Extracted records
# # # #
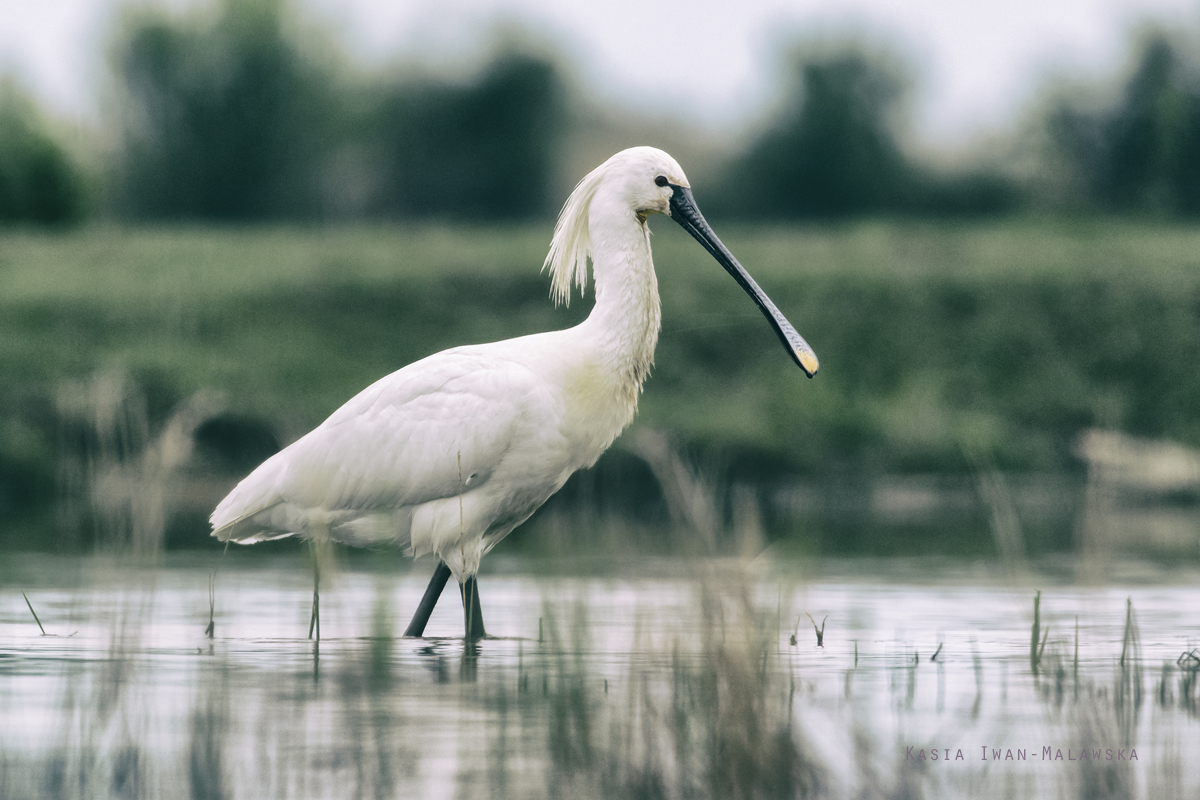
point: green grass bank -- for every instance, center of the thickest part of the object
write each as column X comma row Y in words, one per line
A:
column 937, row 341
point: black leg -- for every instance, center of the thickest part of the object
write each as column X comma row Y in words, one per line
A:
column 315, row 620
column 432, row 591
column 472, row 612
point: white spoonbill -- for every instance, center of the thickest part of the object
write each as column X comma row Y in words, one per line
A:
column 450, row 453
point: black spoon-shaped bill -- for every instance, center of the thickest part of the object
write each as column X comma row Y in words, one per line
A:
column 684, row 211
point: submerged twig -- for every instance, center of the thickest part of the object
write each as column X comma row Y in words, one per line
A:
column 1035, row 633
column 34, row 613
column 820, row 631
column 213, row 603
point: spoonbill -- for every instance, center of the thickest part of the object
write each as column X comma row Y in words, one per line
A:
column 451, row 452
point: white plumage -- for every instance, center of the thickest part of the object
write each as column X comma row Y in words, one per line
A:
column 451, row 452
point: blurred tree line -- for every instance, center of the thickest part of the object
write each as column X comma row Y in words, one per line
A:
column 238, row 112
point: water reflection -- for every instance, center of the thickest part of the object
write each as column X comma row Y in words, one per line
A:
column 670, row 680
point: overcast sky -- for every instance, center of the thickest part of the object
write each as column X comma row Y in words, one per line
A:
column 713, row 62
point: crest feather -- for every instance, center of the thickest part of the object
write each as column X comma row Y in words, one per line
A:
column 571, row 245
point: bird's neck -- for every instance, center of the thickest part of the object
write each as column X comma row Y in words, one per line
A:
column 624, row 324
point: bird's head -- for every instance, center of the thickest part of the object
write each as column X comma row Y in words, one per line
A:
column 642, row 181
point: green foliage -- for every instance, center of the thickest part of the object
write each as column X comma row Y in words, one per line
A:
column 1009, row 338
column 225, row 119
column 235, row 118
column 835, row 151
column 1140, row 154
column 37, row 180
column 485, row 150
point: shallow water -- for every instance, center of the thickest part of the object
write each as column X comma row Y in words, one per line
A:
column 663, row 679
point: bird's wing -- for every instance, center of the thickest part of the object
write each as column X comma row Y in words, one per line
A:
column 429, row 431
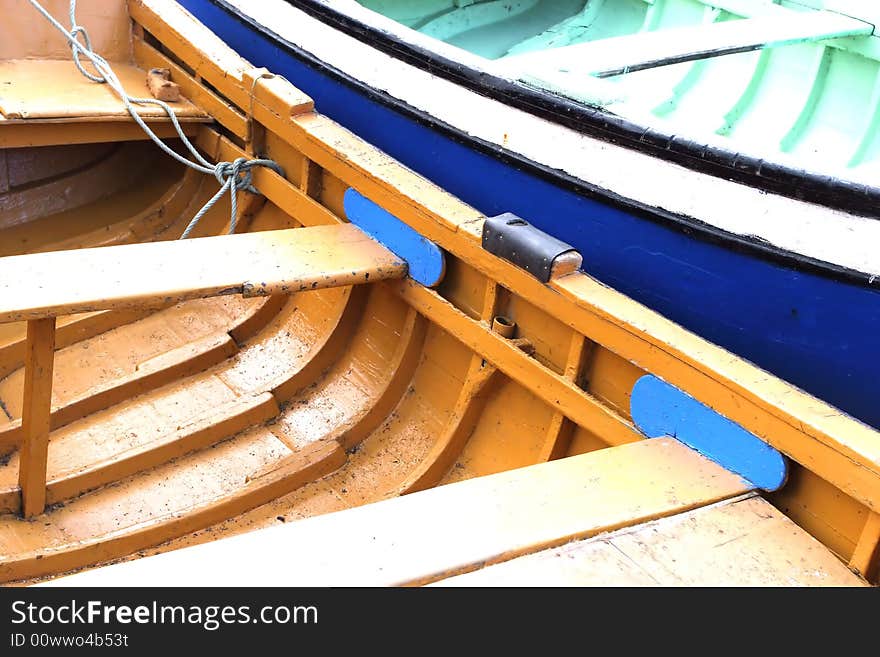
# # # #
» Directions
Return a copy of every line in the records that includes the string "white".

» Expected output
point: white spoonbill -- for every instance, center of the thickest part of the object
point: white plumage -- for every instance, center of the thickest part of the object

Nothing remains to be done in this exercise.